— start of Provided passage —
- Active: 1861 to 1865
- Country: United States
- Allegiance: Union
- Branch: Field Artillery Branch (United States)
- Engagements: Battle of Rich Mountain Siege of Corinth Battle of Perryville Tullahoma Campaign Battle of Chickamauga Siege of Chattanooga Battle of Nashville

= 4th U.S. Artillery, Battery I =

Battery "I" 4th Regiment of Artillery was a light artillery battery that served in the Union Army during the American Civil War.

==Service==
The battery joined McClellan in western Virginia in July 1861, and served unattached, Army of Occupation, western Virginia, to September 1861. 3rd Brigade, Kanawha Division, Western Virginia, to December 1861. Artillery, 1st Division, Army of the Ohio, to September 1862. Artillery, 1st Division, III Corps, Army of the Ohio, to November 1862. Artillery, 3rd Division, Center, XIV Corps, Army of the Cumberland, to January 1863. Artillery, 3rd Division, XIV Corps, to April 1864. Garrison Artillery, Nashville, Tennessee, Department of the Cumberland, to October 1864. 1st Division, Artillery Reserve, Army of the Cumberland, to November 1864. Artillery, 6th Division, Cavalry Corps, Military Division Mississippi, to February 1865. Artillery, 2nd Division, Cavalry Corps, Military Division Mississippi.
— end of Provided passage —
— start of Recorded information —
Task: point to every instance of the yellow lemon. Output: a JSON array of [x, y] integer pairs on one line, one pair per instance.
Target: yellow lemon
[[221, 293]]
— end of Recorded information —
**Given problem 1:**
List every engagement that the Battery I article names for the battery.
**Given problem 2:**
Reproduce the Battery I article word for word from "- Active: 1861" to "American Civil War.".

**Task answer 1:**
Battle of Rich Mountain
Siege of Corinth
Battle of Perryville
Tullahoma Campaign
Battle of Chickamauga
Siege of Chattanooga
Battle of Nashville

**Task answer 2:**
- Active: 1861 to 1865
- Country: United States
- Allegiance: Union
- Branch: Field Artillery Branch (United States)
- Engagements: Battle of Rich Mountain Siege of Corinth Battle of Perryville Tullahoma Campaign Battle of Chickamauga Siege of Chattanooga Battle of Nashville

= 4th U.S. Artillery, Battery I =

Battery "I" 4th Regiment of Artillery was a light artillery battery that served in the Union Army during the American Civil War.